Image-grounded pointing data
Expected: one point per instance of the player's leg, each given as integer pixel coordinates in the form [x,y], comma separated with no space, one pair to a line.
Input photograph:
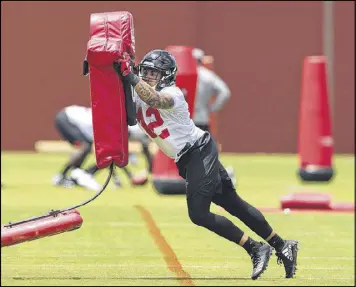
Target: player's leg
[63,126]
[286,250]
[200,168]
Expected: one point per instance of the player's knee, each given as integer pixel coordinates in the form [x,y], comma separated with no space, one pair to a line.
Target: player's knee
[199,218]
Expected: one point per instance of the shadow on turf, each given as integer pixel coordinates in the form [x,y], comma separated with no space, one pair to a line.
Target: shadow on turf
[137,278]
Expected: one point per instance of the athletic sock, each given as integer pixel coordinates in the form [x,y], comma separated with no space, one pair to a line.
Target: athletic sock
[249,244]
[276,242]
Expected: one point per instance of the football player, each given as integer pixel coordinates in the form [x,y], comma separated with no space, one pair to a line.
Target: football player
[162,112]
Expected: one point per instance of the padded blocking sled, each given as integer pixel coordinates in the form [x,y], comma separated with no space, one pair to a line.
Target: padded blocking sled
[165,176]
[111,39]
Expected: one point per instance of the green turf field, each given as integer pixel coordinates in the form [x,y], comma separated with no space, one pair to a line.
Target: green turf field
[133,236]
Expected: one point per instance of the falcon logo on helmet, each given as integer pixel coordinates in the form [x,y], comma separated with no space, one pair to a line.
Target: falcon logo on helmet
[163,62]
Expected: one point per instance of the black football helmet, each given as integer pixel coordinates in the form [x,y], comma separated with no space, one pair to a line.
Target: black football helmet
[162,61]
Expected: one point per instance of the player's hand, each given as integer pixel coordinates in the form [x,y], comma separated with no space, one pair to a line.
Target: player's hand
[123,67]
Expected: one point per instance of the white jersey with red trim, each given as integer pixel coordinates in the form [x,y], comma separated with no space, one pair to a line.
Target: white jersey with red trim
[171,129]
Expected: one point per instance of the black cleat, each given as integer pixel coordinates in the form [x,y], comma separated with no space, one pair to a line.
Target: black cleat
[288,255]
[260,257]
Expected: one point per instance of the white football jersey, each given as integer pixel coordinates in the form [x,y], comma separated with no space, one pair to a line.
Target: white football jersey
[81,117]
[171,128]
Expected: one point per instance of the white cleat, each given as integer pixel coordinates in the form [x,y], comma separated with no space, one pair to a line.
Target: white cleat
[85,179]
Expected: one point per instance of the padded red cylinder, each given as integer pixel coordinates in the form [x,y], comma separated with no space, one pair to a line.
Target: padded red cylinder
[306,200]
[187,73]
[315,142]
[51,225]
[111,38]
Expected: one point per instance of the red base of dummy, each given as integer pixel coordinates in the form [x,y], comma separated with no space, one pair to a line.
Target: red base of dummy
[313,201]
[51,225]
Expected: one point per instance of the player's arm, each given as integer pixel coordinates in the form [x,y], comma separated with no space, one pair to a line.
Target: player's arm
[149,95]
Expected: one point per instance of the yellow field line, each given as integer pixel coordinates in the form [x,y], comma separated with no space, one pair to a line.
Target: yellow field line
[168,254]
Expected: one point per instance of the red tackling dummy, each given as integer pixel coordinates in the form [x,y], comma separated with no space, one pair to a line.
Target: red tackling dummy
[111,39]
[36,229]
[315,142]
[187,74]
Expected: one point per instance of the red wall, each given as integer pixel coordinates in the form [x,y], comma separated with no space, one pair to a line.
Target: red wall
[258,49]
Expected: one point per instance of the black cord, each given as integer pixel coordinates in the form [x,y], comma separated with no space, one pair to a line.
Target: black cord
[56,212]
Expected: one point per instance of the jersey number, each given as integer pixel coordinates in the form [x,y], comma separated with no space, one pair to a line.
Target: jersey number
[151,126]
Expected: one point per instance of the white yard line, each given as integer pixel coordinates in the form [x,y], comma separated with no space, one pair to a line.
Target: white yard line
[153,256]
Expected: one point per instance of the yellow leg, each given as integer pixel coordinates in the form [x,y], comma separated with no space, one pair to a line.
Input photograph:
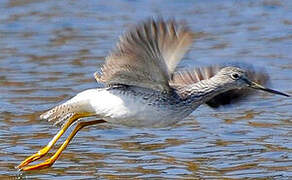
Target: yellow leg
[46,149]
[49,162]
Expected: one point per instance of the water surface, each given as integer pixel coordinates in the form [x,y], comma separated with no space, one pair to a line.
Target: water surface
[49,51]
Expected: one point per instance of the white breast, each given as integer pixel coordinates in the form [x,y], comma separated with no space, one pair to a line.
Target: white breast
[128,110]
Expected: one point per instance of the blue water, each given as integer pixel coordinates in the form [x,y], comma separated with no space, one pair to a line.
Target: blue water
[49,51]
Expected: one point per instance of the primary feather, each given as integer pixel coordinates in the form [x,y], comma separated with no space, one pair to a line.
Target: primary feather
[147,56]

§ **Task to carry out**: Exact repetition is the task: every line from the start of the data to the line with "Expected: one point per instance of the athletic", inclusive, and none after it, pictures omitted.

§ **Solution to this task**:
Expected: one point per instance of the player's leg, each given as integer pixel coordinates in the form [x,y], comma separated with no space, one pair to a line.
Input photograph:
Target: player's leg
[63,126]
[286,250]
[200,168]
Expected: one point per instance of the player's knee, each given as integer pixel coordinates in the form [x,y], comma separated with no space, one pair to a line.
Target: player's knee
[199,218]
Expected: one point per instance of the shadow on turf, each given as integer pixel coordinates in the form [x,y], comma separated with no space, one pair to a line.
Target: shadow on turf
[137,278]
Expected: one point per instance of the athletic sock, each given as integer pixel coordinates in the form [x,y], comma separated with no space, one pair to a line.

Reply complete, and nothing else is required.